● **DATA RECORDS**
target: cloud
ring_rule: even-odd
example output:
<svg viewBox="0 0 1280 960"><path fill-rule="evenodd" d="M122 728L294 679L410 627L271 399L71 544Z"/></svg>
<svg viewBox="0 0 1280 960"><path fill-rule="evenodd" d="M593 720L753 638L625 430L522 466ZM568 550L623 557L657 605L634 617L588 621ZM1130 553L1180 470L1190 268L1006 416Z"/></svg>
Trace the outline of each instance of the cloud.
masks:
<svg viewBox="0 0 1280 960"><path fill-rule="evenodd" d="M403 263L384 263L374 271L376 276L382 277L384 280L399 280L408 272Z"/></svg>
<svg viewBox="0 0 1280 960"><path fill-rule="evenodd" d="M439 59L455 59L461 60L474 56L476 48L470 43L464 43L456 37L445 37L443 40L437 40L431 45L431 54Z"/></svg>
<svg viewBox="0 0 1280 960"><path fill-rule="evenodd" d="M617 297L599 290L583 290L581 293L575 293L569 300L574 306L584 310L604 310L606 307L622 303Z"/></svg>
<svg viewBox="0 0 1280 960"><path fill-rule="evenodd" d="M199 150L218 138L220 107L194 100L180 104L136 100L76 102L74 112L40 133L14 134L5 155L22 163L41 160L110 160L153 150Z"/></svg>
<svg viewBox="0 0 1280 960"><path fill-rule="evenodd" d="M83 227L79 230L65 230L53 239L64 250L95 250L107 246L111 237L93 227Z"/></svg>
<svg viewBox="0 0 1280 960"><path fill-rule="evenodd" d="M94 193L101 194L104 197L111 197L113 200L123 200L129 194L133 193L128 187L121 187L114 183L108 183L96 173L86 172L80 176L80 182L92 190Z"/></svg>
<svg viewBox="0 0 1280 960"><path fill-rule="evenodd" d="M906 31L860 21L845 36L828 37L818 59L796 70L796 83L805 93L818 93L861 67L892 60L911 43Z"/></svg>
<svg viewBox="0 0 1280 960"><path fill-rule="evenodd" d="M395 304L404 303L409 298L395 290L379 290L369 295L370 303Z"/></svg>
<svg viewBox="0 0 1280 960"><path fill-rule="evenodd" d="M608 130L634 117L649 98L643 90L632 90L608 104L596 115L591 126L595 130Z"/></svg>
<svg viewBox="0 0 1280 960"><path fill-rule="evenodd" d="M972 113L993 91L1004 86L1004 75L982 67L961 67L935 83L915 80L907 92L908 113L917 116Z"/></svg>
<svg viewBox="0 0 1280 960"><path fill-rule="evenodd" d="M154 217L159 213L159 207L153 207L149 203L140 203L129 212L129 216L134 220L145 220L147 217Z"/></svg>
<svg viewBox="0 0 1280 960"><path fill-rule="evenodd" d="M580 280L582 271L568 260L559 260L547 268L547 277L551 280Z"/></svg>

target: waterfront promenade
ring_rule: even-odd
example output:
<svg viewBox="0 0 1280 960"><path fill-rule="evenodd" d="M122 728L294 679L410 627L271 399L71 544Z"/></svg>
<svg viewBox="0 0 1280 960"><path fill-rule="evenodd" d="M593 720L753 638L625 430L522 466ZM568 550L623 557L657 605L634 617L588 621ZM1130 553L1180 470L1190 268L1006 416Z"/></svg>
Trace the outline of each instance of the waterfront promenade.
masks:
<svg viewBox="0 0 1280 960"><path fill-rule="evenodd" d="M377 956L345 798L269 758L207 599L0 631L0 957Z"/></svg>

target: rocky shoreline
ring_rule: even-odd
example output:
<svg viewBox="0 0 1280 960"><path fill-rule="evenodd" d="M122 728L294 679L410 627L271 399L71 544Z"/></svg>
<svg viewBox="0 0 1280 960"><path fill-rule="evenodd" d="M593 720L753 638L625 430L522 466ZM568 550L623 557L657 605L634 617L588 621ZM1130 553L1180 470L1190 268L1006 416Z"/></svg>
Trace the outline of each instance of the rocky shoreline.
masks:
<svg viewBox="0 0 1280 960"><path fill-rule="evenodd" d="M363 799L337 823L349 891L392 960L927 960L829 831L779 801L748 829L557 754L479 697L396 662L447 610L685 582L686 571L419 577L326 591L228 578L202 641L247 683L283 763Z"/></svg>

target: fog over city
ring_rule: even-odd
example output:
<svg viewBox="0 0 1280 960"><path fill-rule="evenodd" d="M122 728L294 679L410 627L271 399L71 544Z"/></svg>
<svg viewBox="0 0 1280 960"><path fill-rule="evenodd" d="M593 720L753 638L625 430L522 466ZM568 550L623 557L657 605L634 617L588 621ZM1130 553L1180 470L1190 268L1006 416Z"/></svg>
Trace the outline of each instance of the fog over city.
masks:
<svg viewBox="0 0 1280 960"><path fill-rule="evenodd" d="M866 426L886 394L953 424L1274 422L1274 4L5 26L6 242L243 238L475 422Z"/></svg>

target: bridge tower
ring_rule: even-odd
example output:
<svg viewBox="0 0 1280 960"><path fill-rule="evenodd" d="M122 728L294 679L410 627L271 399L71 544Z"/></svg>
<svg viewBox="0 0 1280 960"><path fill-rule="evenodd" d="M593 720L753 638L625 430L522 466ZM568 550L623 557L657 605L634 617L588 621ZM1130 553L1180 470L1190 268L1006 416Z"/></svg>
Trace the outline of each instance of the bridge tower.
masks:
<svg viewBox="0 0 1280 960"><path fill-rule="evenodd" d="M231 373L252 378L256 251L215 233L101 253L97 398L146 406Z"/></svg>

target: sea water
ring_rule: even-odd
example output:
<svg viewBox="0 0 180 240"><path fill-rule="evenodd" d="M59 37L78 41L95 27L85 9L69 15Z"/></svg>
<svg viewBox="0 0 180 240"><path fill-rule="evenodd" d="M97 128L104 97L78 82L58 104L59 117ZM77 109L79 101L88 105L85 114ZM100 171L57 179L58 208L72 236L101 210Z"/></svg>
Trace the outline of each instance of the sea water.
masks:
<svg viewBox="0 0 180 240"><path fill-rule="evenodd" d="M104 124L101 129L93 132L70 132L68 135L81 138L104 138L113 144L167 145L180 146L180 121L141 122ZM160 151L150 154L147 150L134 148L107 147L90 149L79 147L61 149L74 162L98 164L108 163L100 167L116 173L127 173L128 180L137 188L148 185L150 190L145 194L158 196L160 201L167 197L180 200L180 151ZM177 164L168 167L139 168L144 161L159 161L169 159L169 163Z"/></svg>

● **TASK DESCRIPTION**
Write the material above out in full, exactly as it reads.

● **SOLUTION BELOW**
target: cloud
ring_rule: even-odd
example output:
<svg viewBox="0 0 1280 960"><path fill-rule="evenodd" d="M122 728L294 679L410 627L271 399L71 544Z"/></svg>
<svg viewBox="0 0 1280 960"><path fill-rule="evenodd" d="M593 720L753 638L625 430L522 466ZM568 550L623 557L657 605L634 617L588 621ZM1130 553L1180 470L1190 268L1006 416Z"/></svg>
Trace the outline of each instance of the cloud.
masks:
<svg viewBox="0 0 1280 960"><path fill-rule="evenodd" d="M403 263L384 263L374 271L376 276L382 277L384 280L399 280L408 272Z"/></svg>
<svg viewBox="0 0 1280 960"><path fill-rule="evenodd" d="M439 59L455 59L461 60L474 56L476 48L470 43L464 43L456 37L445 37L443 40L437 40L431 45L431 54Z"/></svg>
<svg viewBox="0 0 1280 960"><path fill-rule="evenodd" d="M617 297L599 290L583 290L581 293L575 293L569 300L574 306L584 310L604 310L606 307L622 303Z"/></svg>
<svg viewBox="0 0 1280 960"><path fill-rule="evenodd" d="M199 150L218 138L220 107L194 100L180 104L136 100L76 102L74 112L40 133L14 134L5 155L22 163L41 160L110 160L153 150Z"/></svg>
<svg viewBox="0 0 1280 960"><path fill-rule="evenodd" d="M83 227L79 230L65 230L53 239L64 250L95 250L107 246L111 237L93 227Z"/></svg>
<svg viewBox="0 0 1280 960"><path fill-rule="evenodd" d="M94 193L101 194L104 197L111 197L113 200L123 200L129 194L133 193L128 187L121 187L114 183L108 183L96 173L86 172L80 176L80 182L92 190Z"/></svg>
<svg viewBox="0 0 1280 960"><path fill-rule="evenodd" d="M906 31L860 21L845 36L828 37L818 59L796 70L796 83L805 93L818 93L861 67L892 60L911 43Z"/></svg>
<svg viewBox="0 0 1280 960"><path fill-rule="evenodd" d="M395 304L404 303L409 298L395 290L379 290L369 295L370 303Z"/></svg>
<svg viewBox="0 0 1280 960"><path fill-rule="evenodd" d="M608 130L634 117L649 98L643 90L632 90L608 104L596 115L591 126L595 130Z"/></svg>
<svg viewBox="0 0 1280 960"><path fill-rule="evenodd" d="M972 113L993 91L1004 86L1004 75L982 67L961 67L935 83L915 80L907 92L908 113L917 116Z"/></svg>
<svg viewBox="0 0 1280 960"><path fill-rule="evenodd" d="M154 217L159 213L159 207L153 207L149 203L140 203L129 212L129 216L134 220L145 220L147 217Z"/></svg>
<svg viewBox="0 0 1280 960"><path fill-rule="evenodd" d="M580 280L582 271L568 260L559 260L547 268L547 277L551 280Z"/></svg>

target: waterfront promenade
ring_rule: even-odd
example output:
<svg viewBox="0 0 1280 960"><path fill-rule="evenodd" d="M122 728L294 679L410 627L271 399L71 544Z"/></svg>
<svg viewBox="0 0 1280 960"><path fill-rule="evenodd" d="M593 720L753 638L625 430L522 466ZM568 550L623 557L657 605L634 617L588 621ZM1130 553L1180 470L1190 268L1006 416Z"/></svg>
Trace the outline of each instance of the waterfront promenade.
masks:
<svg viewBox="0 0 1280 960"><path fill-rule="evenodd" d="M377 956L345 798L269 758L207 599L0 631L0 957Z"/></svg>

target: rocky shoreline
ring_rule: even-odd
example output:
<svg viewBox="0 0 1280 960"><path fill-rule="evenodd" d="M122 728L294 679L410 627L271 399L71 544Z"/></svg>
<svg viewBox="0 0 1280 960"><path fill-rule="evenodd" d="M593 720L753 638L625 430L522 466ZM568 550L623 557L657 605L634 617L588 621ZM1130 553L1180 470L1190 268L1006 416Z"/></svg>
Trace the outline of each instance of the rocky shoreline.
masks:
<svg viewBox="0 0 1280 960"><path fill-rule="evenodd" d="M363 799L337 823L349 891L392 960L927 960L829 831L779 801L748 829L557 754L479 697L396 662L447 610L685 582L686 571L419 577L326 591L228 578L202 641L247 683L283 763Z"/></svg>

target: fog over city
ring_rule: even-odd
example output:
<svg viewBox="0 0 1280 960"><path fill-rule="evenodd" d="M122 728L294 679L410 627L271 399L71 544Z"/></svg>
<svg viewBox="0 0 1280 960"><path fill-rule="evenodd" d="M593 720L753 638L625 430L522 466ZM568 550L623 557L657 605L634 617L588 621ZM1130 553L1180 470L1190 268L1006 416Z"/></svg>
Trace the outline of each instance of the fog over city.
masks:
<svg viewBox="0 0 1280 960"><path fill-rule="evenodd" d="M866 426L886 394L953 424L1274 422L1274 4L5 26L6 242L243 238L475 422Z"/></svg>

target: bridge tower
ring_rule: even-odd
example output:
<svg viewBox="0 0 1280 960"><path fill-rule="evenodd" d="M122 728L294 679L410 627L271 399L71 544Z"/></svg>
<svg viewBox="0 0 1280 960"><path fill-rule="evenodd" d="M593 720L753 638L625 430L522 466ZM568 550L623 557L657 605L634 617L588 621ZM1130 553L1180 470L1190 268L1006 416Z"/></svg>
Trace the outline of each instance of the bridge tower.
masks:
<svg viewBox="0 0 1280 960"><path fill-rule="evenodd" d="M231 373L252 378L256 251L215 233L101 253L97 398L146 406Z"/></svg>

target: sea water
ring_rule: even-odd
example output:
<svg viewBox="0 0 180 240"><path fill-rule="evenodd" d="M59 37L78 41L95 27L85 9L69 15Z"/></svg>
<svg viewBox="0 0 180 240"><path fill-rule="evenodd" d="M97 128L104 97L78 82L58 104L59 117ZM77 109L79 101L88 105L85 114ZM100 171L57 179L58 208L72 236L101 210Z"/></svg>
Trace the outline of each instance of the sea water.
masks:
<svg viewBox="0 0 180 240"><path fill-rule="evenodd" d="M104 124L101 129L93 132L70 132L68 135L81 138L104 138L113 144L167 145L180 146L180 121L141 122ZM160 151L150 154L147 150L134 148L107 147L90 149L79 147L61 149L74 162L98 164L108 163L100 167L116 173L127 173L128 180L137 188L148 185L150 190L145 194L158 196L160 201L167 197L180 200L180 151ZM177 164L168 167L139 168L144 161L159 161L169 159L169 163Z"/></svg>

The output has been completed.